• SUPPLIED MATERIAL
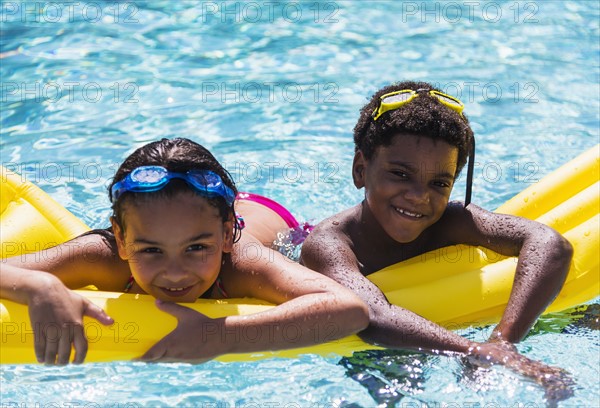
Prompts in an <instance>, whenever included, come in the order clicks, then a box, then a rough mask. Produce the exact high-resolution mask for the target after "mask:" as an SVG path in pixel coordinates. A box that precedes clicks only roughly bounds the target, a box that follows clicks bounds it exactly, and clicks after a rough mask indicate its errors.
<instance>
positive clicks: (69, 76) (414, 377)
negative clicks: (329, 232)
mask: <svg viewBox="0 0 600 408" xmlns="http://www.w3.org/2000/svg"><path fill="white" fill-rule="evenodd" d="M1 7H2V9H1V12H2V14H1V23H2V25H1V31H0V33H1V39H0V45H1V51H0V52H1V54H0V64H1V65H0V67H1V89H0V91H1V95H0V98H1V100H0V106H1V108H2V109H1V114H0V124H1V136H2V138H1V142H0V143H1V161H2V164H3V165H4V166H7V167H10V168H12V169H14V170H16V171H18V172H19V173H21V174H23V175H25V176H26V177H27V178H28V179H29V180H31V181H34V182H35V183H37V184H38V185H39V186H41V187H42V188H43V189H44V190H45V191H47V192H48V193H50V194H51V195H52V197H54V198H55V199H56V200H57V201H59V202H60V203H61V204H63V205H64V206H66V207H67V208H68V209H69V210H71V211H72V212H73V213H75V214H76V215H77V216H78V217H80V218H81V219H83V220H84V221H85V222H86V223H87V224H89V225H90V226H92V227H105V226H107V225H108V222H107V220H108V215H109V213H110V210H109V207H110V206H109V202H108V199H107V194H106V186H107V184H108V181H109V179H110V177H112V175H113V174H114V171H115V170H116V167H117V166H118V164H119V163H120V162H121V161H122V160H123V159H124V158H125V157H126V155H127V154H129V153H130V152H131V151H133V150H134V149H135V148H137V147H139V146H141V145H143V144H145V143H147V142H149V141H152V140H155V139H158V138H160V137H176V136H181V137H188V138H191V139H194V140H196V141H198V142H200V143H202V144H204V145H205V146H207V147H208V148H209V149H210V150H211V151H212V152H213V153H215V155H216V156H217V158H219V159H220V160H221V161H222V162H223V163H225V164H226V166H227V168H228V169H229V170H230V171H231V173H232V174H233V175H234V177H235V179H236V181H237V183H238V185H239V186H240V188H241V189H242V190H247V191H253V192H256V193H259V194H264V195H267V196H269V197H272V198H274V199H276V200H278V201H281V202H282V203H284V204H285V205H286V206H288V207H289V208H291V209H292V212H294V213H295V214H296V215H297V216H298V218H299V219H302V220H308V221H314V222H318V221H320V220H321V219H323V218H324V217H327V216H329V215H331V214H334V213H336V212H338V211H340V210H342V209H344V208H346V207H349V206H351V205H353V204H355V203H357V202H358V201H359V200H360V199H361V192H359V191H357V190H356V189H355V188H354V186H353V185H352V183H351V179H350V165H351V161H352V156H353V142H352V128H353V126H354V124H355V122H356V120H357V117H358V110H359V109H360V107H361V106H362V105H363V104H364V103H366V101H367V98H368V97H369V96H370V95H372V94H373V93H374V92H375V91H376V90H377V89H378V88H380V87H381V86H383V85H385V84H388V83H391V82H394V81H398V80H402V79H416V80H426V81H429V82H433V83H434V84H436V85H437V86H438V87H440V88H441V89H442V90H444V91H446V92H447V93H450V94H452V95H455V96H457V97H459V98H461V99H462V101H463V102H464V103H465V105H466V108H465V112H466V114H467V115H468V117H469V119H470V120H471V122H472V124H473V128H474V130H475V132H476V137H477V143H478V145H477V160H476V167H475V170H476V172H475V177H476V181H475V183H474V192H473V201H474V202H475V203H477V204H479V205H481V206H483V207H485V208H488V209H494V208H496V207H497V206H499V205H500V204H501V203H503V202H504V201H506V200H507V199H509V198H510V197H512V196H513V195H515V194H516V193H518V192H519V191H521V190H522V189H524V188H526V187H527V186H528V185H530V184H531V183H533V182H535V181H537V180H539V179H540V178H541V177H543V176H544V175H546V174H548V173H549V172H551V171H552V170H554V169H556V168H558V167H559V166H560V165H562V164H564V163H566V162H567V161H569V160H571V159H572V158H574V157H576V156H577V155H579V154H580V153H582V152H584V151H585V150H587V149H588V148H590V147H592V146H594V145H595V144H596V143H598V142H599V138H600V130H599V128H600V97H599V94H600V88H599V83H600V78H599V77H600V56H599V55H600V54H599V48H600V47H599V44H600V28H599V21H600V6H599V3H598V2H597V1H595V0H594V1H566V2H562V1H500V2H496V1H494V2H491V1H481V2H469V1H465V2H462V1H457V2H455V1H442V2H433V1H425V2H423V1H417V2H412V1H369V2H360V1H335V2H333V1H332V2H329V1H322V2H316V1H306V2H291V1H272V2H269V1H264V2H263V1H258V2H253V1H246V2H223V1H217V2H208V1H202V2H200V1H181V2H170V1H147V2H144V1H93V2H87V1H80V2H70V3H63V2H39V1H38V2H2V3H1ZM453 194H454V197H455V198H457V199H462V197H463V195H464V183H462V182H461V183H459V184H458V185H457V187H456V188H455V191H454V193H453ZM317 203H318V204H317ZM457 296H458V295H457ZM598 303H599V302H598V299H596V300H595V301H593V302H591V304H590V305H585V306H582V307H580V308H577V309H576V310H570V311H566V312H563V313H559V314H554V315H550V316H546V317H543V318H541V319H540V321H539V322H538V324H537V325H536V327H535V328H534V330H533V331H532V333H531V334H530V335H529V336H528V337H527V338H526V339H525V340H524V341H523V342H522V343H521V344H520V345H519V349H520V350H521V351H522V352H523V353H525V355H527V356H528V357H530V358H533V359H538V360H542V361H544V362H545V363H547V364H551V365H555V366H559V367H562V368H564V369H565V370H567V371H568V372H570V373H571V374H572V376H573V378H574V379H575V382H576V386H575V395H574V396H573V397H572V398H570V399H568V400H566V401H562V402H560V403H559V406H596V407H597V406H600V391H599V383H600V371H599V369H598V367H599V366H600V348H599V346H600V344H599V343H600V337H599V331H598ZM489 330H490V328H472V329H469V330H464V331H463V332H461V333H462V334H464V335H466V336H469V337H470V338H472V339H474V340H479V341H482V340H484V339H485V338H486V336H487V334H488V333H489ZM0 387H1V400H0V405H1V406H2V407H4V406H10V407H12V406H15V407H16V406H18V407H21V406H24V407H25V406H27V407H29V406H36V407H37V406H42V407H46V406H48V407H51V406H52V407H67V406H85V407H95V406H110V407H136V406H142V405H161V406H182V405H189V406H202V407H218V408H224V407H246V408H264V407H289V408H292V407H339V406H344V407H374V406H378V405H380V406H386V405H388V406H398V407H411V408H412V407H425V406H432V407H541V406H544V405H545V400H544V396H543V392H542V391H541V390H540V389H539V388H538V387H537V386H536V385H535V384H533V383H531V382H529V381H528V380H525V379H523V378H519V377H517V376H515V375H514V374H512V373H511V372H508V371H505V370H503V369H498V368H496V369H492V370H489V371H488V372H486V373H485V374H483V375H479V376H469V375H468V374H467V373H466V372H465V370H464V367H463V366H462V365H461V363H460V362H459V361H458V360H457V359H454V358H448V357H440V356H423V355H420V354H407V353H401V352H391V351H390V352H385V353H380V354H377V355H367V356H364V355H361V356H356V359H355V360H354V364H351V363H349V362H348V361H343V362H342V363H341V364H340V358H339V357H335V356H332V357H327V358H325V357H319V356H313V355H307V356H303V357H302V358H299V359H296V360H287V359H267V360H264V361H259V362H244V363H218V362H209V363H206V364H203V365H199V366H192V365H187V364H168V365H167V364H157V365H146V364H140V363H127V362H120V363H112V364H86V365H83V366H78V367H73V366H70V367H42V366H29V365H25V366H2V367H1V374H0Z"/></svg>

• YOUR TASK
Count the lines of the material that include the word "clicks", then report only the total.

• EXERCISE ANSWER
3